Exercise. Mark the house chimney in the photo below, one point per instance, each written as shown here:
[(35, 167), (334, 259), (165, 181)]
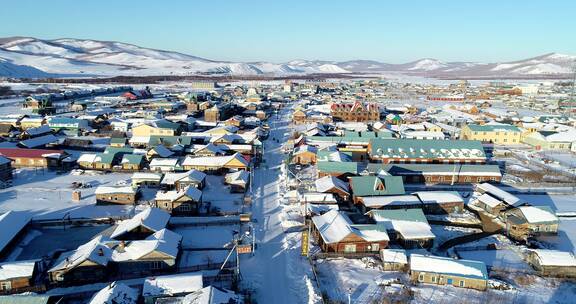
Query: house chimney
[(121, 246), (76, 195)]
--
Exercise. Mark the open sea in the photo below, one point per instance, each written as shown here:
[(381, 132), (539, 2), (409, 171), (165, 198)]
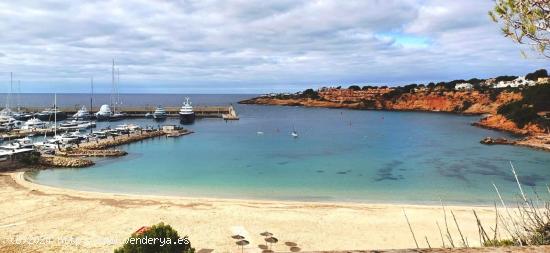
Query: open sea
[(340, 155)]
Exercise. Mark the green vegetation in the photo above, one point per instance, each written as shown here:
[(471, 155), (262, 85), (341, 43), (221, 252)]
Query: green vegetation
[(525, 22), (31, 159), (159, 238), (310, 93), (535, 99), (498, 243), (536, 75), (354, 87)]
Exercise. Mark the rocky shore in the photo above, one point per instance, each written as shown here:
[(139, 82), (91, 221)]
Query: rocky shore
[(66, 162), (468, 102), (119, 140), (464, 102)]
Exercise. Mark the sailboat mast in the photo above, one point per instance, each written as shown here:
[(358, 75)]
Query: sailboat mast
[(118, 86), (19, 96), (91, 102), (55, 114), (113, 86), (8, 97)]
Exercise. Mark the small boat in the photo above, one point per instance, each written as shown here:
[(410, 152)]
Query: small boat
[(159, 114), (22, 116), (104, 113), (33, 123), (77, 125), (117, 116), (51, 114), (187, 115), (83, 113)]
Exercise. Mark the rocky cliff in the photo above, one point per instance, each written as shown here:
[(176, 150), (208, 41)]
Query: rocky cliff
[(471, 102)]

_Task brief:_ Go through the material above, and wherever a line holds the word "below", copy it.

_Solution:_
Exercise. Mark the house chimney in the photo below, one point per instance, each written as shown here:
Exercise. Mark the open sea in the photo below, one point per instance, each written as shown here:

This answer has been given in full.